→ **Задания**
• a. Ответьте по исходному тексту на три вопроса:
(i) Как называется рассказ Зинаиды Китайцевой?
(ii) Кем названа Яна Вишневская в объяснении того, почему она любуется моментом смерти?
(iii) Кого Маяковский считал «святыми людьми»?
• b. Переведите, пожалуйста, на английский язык предложение из исходного текста: «Человек переведен на частные пути и повенчан со смертью».

Возможно, на месте метафизического опустошения напишут новые имена, и если «охота за душами», как видно из сборника, заботит молодого российского писателя, то это скорее недовольство общенациональной антропологией, застывшей и поныне на уровне западного Просвещения, игра воображения, наконец, ясновидение ребенка из зазеркального рассказа Зинаиды Китайцевой «Транзит Глории Мунди», чем повторение наскучивших уроков американизированого New Age'a. Впрочем, становится значимой опора на знание. У Яны Вишневской эмпирический опыт отслеживания. Она по-своему любуется моментом смерти, поскольку — акушерка души.

«Ее голова, — пишет она об умирающей, — лопается, как гнилой персик, и членистоногая, прозрачная, сверкающая всеми цветами спектра, непостижимая тварь выбирается наружу».


Зеваки при этом закидывают головы вверх — «это вам скажет каждый практик».

Расширение зоны созерцания, предлагаемое женским десантом, а также упор на социально-потребительское «more!», только внешне противореча самоограничению, отражает реальность российских свобод. Литература «больших идей» отмирает за отсутствием главного двигателя среднерусской словесности: идеи освобождения. Человек переведен на частные пути и повенчан со смертью. Общее разжижение европейской культуры, распространившись и в наших краях, ее настоятельная авангардистская идиотичность как способ выживания, ставит вопрос о новых выпадениях из культуры, которые все чаще ассоциируются с авангардом. Но в авангарде есть та же наивность, как в дружбе Маяковского с высокими чинами ГПУ. Он их считал «святыми людьми». Те времена давно прошли.

→ **Собранные данные**

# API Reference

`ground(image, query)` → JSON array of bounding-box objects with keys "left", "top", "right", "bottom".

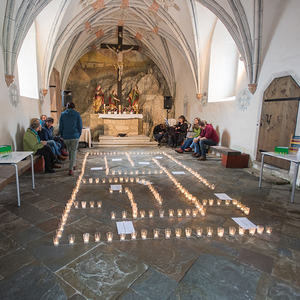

→ **Ответы к заданиям**
• a.
(i) «Транзит Глории Мунди».
(ii) Акушеркой души.
(iii) Высоких чинов ГПУ.

• b. Man has been shifted onto private paths and wedded to death.